[Start]

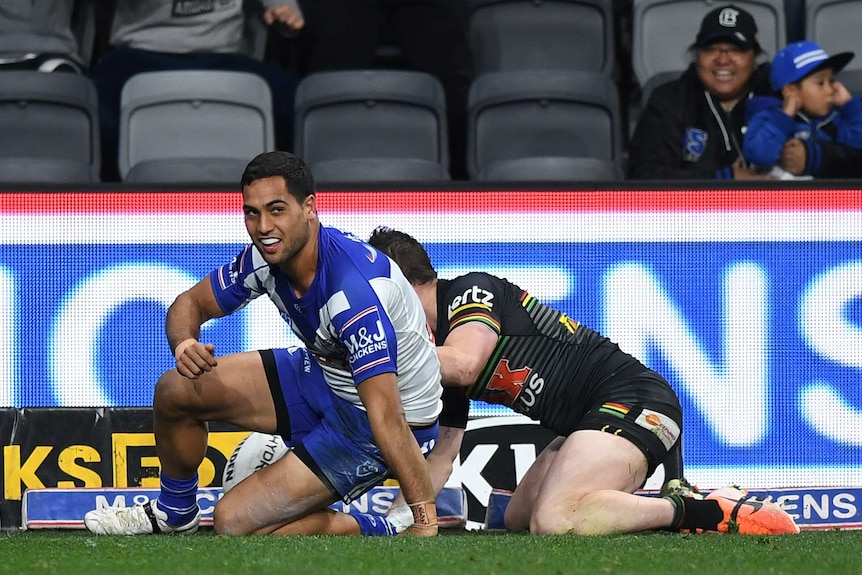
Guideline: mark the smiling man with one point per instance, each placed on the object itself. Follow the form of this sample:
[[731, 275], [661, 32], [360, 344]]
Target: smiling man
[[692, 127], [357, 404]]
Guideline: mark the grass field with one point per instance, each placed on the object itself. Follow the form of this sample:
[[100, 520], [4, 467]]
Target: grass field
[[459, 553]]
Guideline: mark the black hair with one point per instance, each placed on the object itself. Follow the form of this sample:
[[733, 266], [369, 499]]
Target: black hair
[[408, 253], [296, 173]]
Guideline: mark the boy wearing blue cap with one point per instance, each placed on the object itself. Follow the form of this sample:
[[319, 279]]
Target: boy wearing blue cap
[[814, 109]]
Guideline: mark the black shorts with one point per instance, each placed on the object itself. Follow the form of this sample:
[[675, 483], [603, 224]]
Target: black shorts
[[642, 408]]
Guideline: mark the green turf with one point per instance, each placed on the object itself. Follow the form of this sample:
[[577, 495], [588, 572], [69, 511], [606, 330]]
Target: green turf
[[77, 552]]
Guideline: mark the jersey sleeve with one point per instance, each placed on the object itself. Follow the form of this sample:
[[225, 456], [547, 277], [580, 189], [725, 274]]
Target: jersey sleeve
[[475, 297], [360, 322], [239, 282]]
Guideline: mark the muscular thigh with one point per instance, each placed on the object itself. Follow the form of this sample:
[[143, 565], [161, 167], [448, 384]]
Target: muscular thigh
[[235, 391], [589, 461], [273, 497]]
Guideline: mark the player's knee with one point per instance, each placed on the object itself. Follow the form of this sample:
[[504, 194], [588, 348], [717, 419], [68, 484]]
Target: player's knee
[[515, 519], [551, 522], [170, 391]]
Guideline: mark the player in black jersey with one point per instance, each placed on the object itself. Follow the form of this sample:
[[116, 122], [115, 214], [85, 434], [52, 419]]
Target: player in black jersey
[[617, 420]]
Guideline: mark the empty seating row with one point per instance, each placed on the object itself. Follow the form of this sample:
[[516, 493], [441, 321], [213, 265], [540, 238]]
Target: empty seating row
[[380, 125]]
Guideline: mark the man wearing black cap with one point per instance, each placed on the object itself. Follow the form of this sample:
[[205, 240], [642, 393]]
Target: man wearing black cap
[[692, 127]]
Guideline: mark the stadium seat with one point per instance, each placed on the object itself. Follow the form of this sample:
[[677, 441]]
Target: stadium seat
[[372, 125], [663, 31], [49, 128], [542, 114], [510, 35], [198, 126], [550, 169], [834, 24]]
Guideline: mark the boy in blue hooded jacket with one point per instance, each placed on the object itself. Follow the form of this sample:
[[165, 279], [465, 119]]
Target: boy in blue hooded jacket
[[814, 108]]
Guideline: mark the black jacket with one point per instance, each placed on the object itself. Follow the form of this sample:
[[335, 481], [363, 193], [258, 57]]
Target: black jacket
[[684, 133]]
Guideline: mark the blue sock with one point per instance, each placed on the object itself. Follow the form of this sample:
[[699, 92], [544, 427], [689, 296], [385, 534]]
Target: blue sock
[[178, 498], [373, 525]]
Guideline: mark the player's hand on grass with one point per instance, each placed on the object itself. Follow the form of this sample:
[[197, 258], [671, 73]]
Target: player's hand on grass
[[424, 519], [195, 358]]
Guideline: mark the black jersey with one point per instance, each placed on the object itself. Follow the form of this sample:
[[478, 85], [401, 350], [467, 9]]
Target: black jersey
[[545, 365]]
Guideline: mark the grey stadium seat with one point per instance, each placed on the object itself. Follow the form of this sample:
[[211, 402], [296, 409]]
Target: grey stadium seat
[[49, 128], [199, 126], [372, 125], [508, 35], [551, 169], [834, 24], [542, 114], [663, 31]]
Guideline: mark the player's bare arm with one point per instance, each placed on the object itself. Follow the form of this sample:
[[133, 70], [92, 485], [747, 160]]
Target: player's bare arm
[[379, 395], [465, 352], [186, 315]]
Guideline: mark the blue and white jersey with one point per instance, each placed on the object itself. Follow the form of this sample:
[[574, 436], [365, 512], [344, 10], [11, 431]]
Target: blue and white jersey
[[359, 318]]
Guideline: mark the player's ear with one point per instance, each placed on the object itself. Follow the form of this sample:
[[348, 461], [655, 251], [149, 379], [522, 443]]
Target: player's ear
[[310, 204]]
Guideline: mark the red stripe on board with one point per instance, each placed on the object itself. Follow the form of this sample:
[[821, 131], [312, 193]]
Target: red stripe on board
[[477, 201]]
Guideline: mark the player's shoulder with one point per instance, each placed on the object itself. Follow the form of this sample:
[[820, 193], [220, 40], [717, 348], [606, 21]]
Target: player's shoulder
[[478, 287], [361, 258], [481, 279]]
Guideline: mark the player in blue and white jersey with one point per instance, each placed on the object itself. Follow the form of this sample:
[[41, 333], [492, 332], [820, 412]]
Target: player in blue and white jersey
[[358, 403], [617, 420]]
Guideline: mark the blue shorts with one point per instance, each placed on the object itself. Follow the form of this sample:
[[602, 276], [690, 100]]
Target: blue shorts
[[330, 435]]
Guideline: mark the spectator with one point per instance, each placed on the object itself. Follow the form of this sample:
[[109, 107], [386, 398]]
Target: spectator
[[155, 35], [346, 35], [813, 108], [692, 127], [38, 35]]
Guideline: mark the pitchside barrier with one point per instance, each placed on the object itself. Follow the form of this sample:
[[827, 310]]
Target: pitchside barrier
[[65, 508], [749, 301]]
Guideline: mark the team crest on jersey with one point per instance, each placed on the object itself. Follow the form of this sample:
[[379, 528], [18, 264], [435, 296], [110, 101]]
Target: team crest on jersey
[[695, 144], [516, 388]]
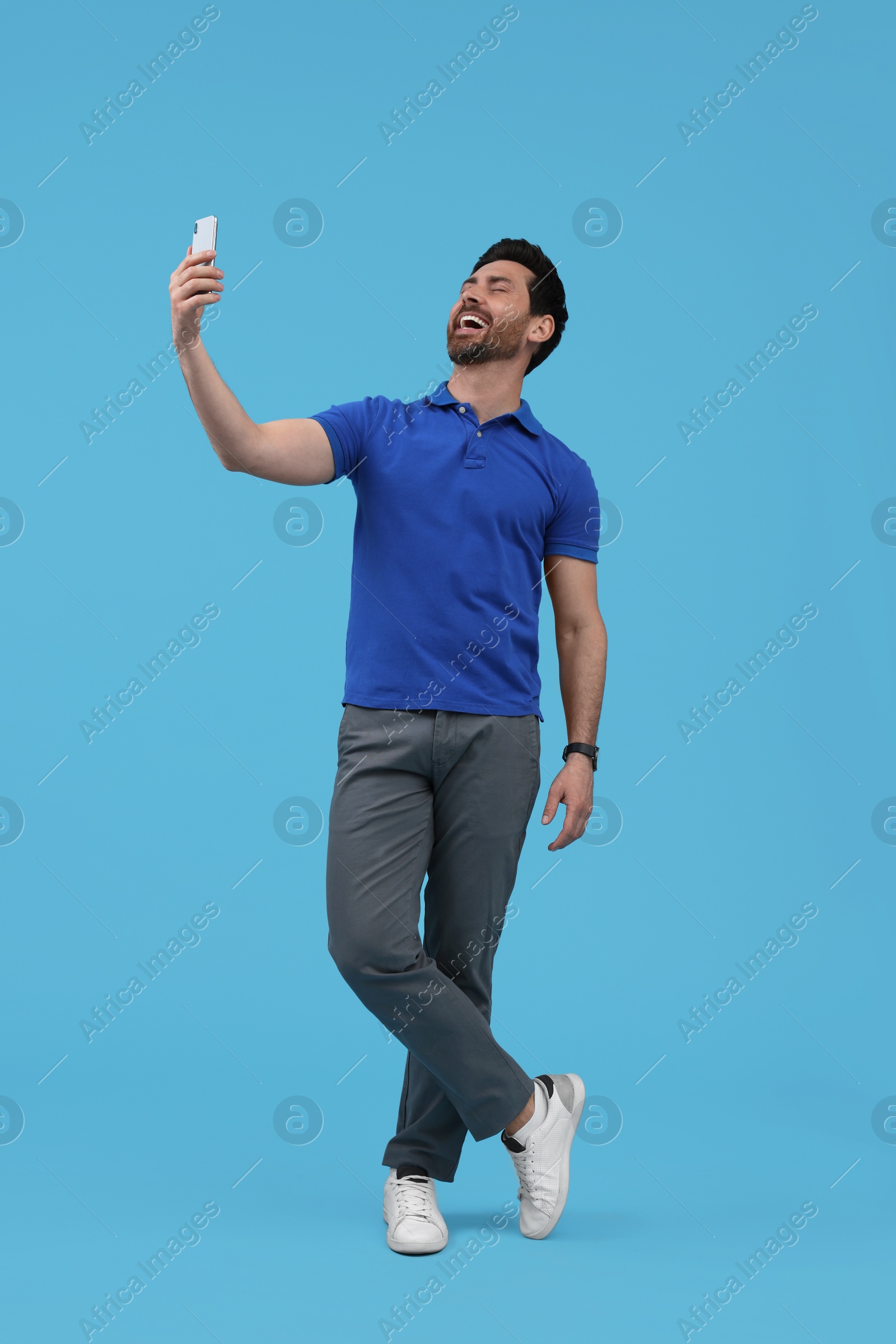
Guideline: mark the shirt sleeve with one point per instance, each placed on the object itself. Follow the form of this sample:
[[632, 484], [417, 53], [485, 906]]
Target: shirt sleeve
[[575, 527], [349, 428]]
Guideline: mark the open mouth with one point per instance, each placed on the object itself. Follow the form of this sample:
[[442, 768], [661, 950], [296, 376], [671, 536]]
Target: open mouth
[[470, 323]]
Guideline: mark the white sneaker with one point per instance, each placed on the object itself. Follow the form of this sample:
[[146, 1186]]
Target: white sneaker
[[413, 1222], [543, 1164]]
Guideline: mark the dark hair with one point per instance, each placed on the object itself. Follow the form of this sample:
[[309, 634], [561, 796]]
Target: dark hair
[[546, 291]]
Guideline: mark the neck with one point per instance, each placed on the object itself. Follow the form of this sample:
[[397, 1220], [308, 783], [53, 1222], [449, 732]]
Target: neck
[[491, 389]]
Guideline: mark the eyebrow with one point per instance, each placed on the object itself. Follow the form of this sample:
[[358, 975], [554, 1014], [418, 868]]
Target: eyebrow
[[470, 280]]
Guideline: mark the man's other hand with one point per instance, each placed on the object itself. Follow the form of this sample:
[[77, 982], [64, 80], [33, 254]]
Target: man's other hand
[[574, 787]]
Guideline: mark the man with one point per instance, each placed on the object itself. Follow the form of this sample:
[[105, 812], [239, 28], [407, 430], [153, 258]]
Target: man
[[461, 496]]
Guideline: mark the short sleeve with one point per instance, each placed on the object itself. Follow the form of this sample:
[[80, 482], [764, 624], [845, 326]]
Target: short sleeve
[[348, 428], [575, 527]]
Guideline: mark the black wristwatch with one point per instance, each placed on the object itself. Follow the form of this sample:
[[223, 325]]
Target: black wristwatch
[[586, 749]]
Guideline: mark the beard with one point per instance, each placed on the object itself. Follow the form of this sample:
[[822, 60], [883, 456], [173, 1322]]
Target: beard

[End]

## Work instructions
Can you copy every one of the entries above line for line, leaving the pictures out?

## Exercise solution
Guideline: mark the smiling man with one point per instance, each placed on the object itself. Follow the form of this sample:
[[731, 275], [661, 32], [360, 344]]
Target: smiling man
[[692, 127], [357, 404]]
Guideline: mark the grass field with one point per instance, each placed on the object itself. Follow the form of this sample:
[[100, 520], [4, 467]]
Target: grass field
[[459, 553]]
Guideline: mark the black hair with one point per instance, each placed on the object itself. Follow the form of this sample:
[[733, 266], [369, 499]]
Target: black hair
[[408, 253], [296, 173]]
Guideline: mark the boy wearing blue cap with one point per instance, each placed on the object itself. Follow the form of this sample:
[[319, 279]]
Target: boy wearing blue cap
[[814, 109]]
Guideline: mark the black shorts with one point per instance, each placed on the object itself. Follow the form of this sample:
[[675, 483], [603, 224]]
Target: black shorts
[[642, 408]]
Guideline: mark the green turf with one point per instance, each placed on the object itself. Follow the form of this sample:
[[577, 495], [588, 572], [69, 511], [606, 330]]
Target: green turf
[[77, 552]]
Guideline: mark the jersey sleeve with one point per instance, each placed on the object itself. Follow the form of this sample:
[[225, 456], [547, 277], [580, 189], [725, 274]]
Target: jersey sleeve
[[475, 297], [360, 322], [239, 282]]
Guideline: mark the muscular thigh with one point per instance, each placed on the object itself. Follow the form of this sample:
[[143, 565], [161, 167], [448, 384]]
Target: muscular thigh
[[235, 391], [589, 461], [273, 497]]
Guideline: mark the player's knee with one point per instance, each placed on the object itself. Follow the form of this sample:
[[504, 194], [588, 348], [717, 419], [68, 484]]
Target: player's knee
[[515, 519], [551, 522], [170, 391]]
Guideline: mark the player in black jersey with one point per instance, each placed on the object itself. Follow the form of this sample:
[[116, 122], [115, 214], [85, 434], [52, 419]]
Target: player in black jersey
[[617, 420]]
Guideline: mark the empty seating row with one point per instance, each placed on the object itself. Follow the form of this sample:
[[516, 493], [441, 321], [213, 265], [540, 238]]
Target: empty seating row
[[380, 125]]
Guideline: mark the man wearing black cap with one point per instance, each placed on the object itself. Follow the form of this sample:
[[205, 240], [642, 393]]
Target: man wearing black cap
[[692, 127]]
Guideline: mark the stadium seat with one point per instance, each placed on the object itself. Follow the form of this sample:
[[677, 441]]
Target: stadium seat
[[372, 125], [663, 31], [49, 128], [542, 114], [510, 35], [198, 126], [550, 169], [834, 24]]
Guideline: mark the boy in blue hooded jacket with one point per instance, each placed on the object itself. Follow the form of this sample:
[[165, 279], [465, 119]]
Target: boy in blue hooded jacket
[[814, 108]]
Guideline: mark the black jacket with one point per instance, each placed on the object itself. Follow the form of this sample:
[[335, 481], [363, 193], [258, 57]]
Target: black jacket
[[684, 133]]
Guideline: mark the blue sock with one point per instance, each placed on the object itself. Follow the form of this sample:
[[699, 92], [544, 427], [689, 296], [385, 534]]
Target: blue sock
[[178, 498], [373, 525]]
Guideline: mark the player's hand on grass with one point per instance, each placed on the object itself. Follow the form of this sample:
[[197, 258], [671, 73]]
Target: player's hand on grass
[[424, 519], [195, 358]]
Guideline: mark the black jersey with one point per instance, each placed on the object itself. Follow the form of this sample:
[[478, 85], [401, 350], [467, 9]]
Target: black jersey
[[545, 365]]
Guideline: mark the grey stadium seat with one point per instance, each placed on the object itself. Follow the form of this sample:
[[211, 402], [296, 409]]
Target: grey stadium seat
[[49, 128], [199, 126], [372, 125], [508, 35], [551, 169], [834, 24], [542, 114], [663, 31]]
Guideline: mark the player's bare arm with one point per instance, each placed on the object itself. Follow the form of this sample:
[[133, 70], [92, 485], [747, 160]]
Target: player's bare arm
[[379, 395], [465, 352], [186, 315]]
Guideline: mark the blue and white jersey with one point per instance, each placed on the object itself. Follow the form of this sample:
[[574, 436], [365, 512], [344, 10], [11, 431]]
Target: blue and white jersey
[[359, 318]]
Guideline: mark the player's ear with one point per instance, each placed on the object itself. Follow the form of this sample:
[[348, 461], [655, 251], [149, 379], [522, 443]]
Target: player's ear
[[310, 204]]
Guideline: mark the red stripe on board with one point per instance, each placed on the object itself. Follow the form of this sample:
[[821, 131], [312, 193]]
Target: red stripe on board
[[477, 201]]
Guideline: mark the player's shoulder with one point per instance, each placed on the object itself. Follow the form of this sample:
[[820, 193], [220, 40], [717, 348], [606, 21]]
Target: player's shoulder
[[478, 287], [361, 258], [481, 279]]
Guideline: mark the player in blue and white jersey with one point per instance, each placed on the object itself. Follow the form of this sample:
[[41, 333], [492, 332], [820, 412]]
Target: player in blue and white jersey
[[358, 403], [617, 420]]
Guideline: mark the blue shorts with one point per instance, each placed on the object itself. Follow the form of this sample:
[[602, 276], [690, 100]]
Target: blue shorts
[[330, 435]]
Guideline: mark the spectator with one point per instance, each placed on the object itself. Follow the form of this sample:
[[109, 107], [386, 398]]
Target: spectator
[[155, 35], [346, 35], [813, 108], [692, 127], [38, 35]]
Guideline: mark the pitchside barrier with one point per instance, each placed on the object itself. Follow the form of this sample:
[[827, 310]]
Target: pitchside barrier
[[65, 508], [749, 301]]
Guideline: mark the team crest on jersey with one point per instance, each placed on the object itself. Follow the form of this sample:
[[379, 528], [18, 264], [435, 296], [110, 101]]
Target: team crest on jersey
[[695, 144], [516, 388]]
Guideline: mark the shirt sleeve with one point per instance, each placed on the object itself. Follow the form of this sample:
[[632, 484], [417, 53], [485, 906]]
Target: shirt sleeve
[[575, 527], [349, 428]]
Guideline: mark the open mouth with one point per instance, each placed on the object itself. Follow the form of this sample:
[[442, 768], [661, 950], [296, 376], [671, 536]]
Target: open mouth
[[470, 323]]
Guideline: mark the white sneaker with one point per instance, each placed on the object itself. Follow the form of this sample:
[[146, 1186]]
Target: white sneaker
[[413, 1222], [543, 1164]]
Guideline: mark the dark hair with one point per instance, each placed on the object itself. Follow the form of this sample:
[[309, 634], [561, 796]]
Target: dark hair
[[546, 291]]
Guideline: mark the neck with one point per instance, each placed on the object itself. Follow the form of this sample:
[[397, 1220], [308, 783], [53, 1222], [449, 732]]
Target: neck
[[491, 389]]
Guideline: mark the eyebrow with one point per instance, each placed on the object itself. Follow the form of this sample:
[[358, 975], [554, 1014], [418, 868]]
Target: eyebrow
[[470, 280]]
Guideline: mark the man's other hand with one point per instance, each placed on the object itself. Follow the form of this sample:
[[77, 982], [64, 80], [33, 254]]
Target: man's other hand
[[574, 787]]
Guideline: mark the man with one point per instance, each placed on the object itself. Follow the form of this sample:
[[105, 812], [239, 28], [407, 430], [153, 258]]
Target: man
[[461, 496]]
Guideline: mark the short sleeve with one point per instance, each placed on the object itself. Follow the form of this sample:
[[80, 482], [764, 624], [845, 326]]
Target: short sleeve
[[348, 428], [575, 527]]
Guideline: mark the black wristwatch with one point per instance, each placed on the object itself. Follow the form of this sample:
[[223, 325]]
Target: black wristwatch
[[586, 749]]
Guideline: mark the beard with one point per instance, each placed on the object itself. Follow the form of this sample:
[[822, 60], [883, 456], [173, 1322]]
Target: beard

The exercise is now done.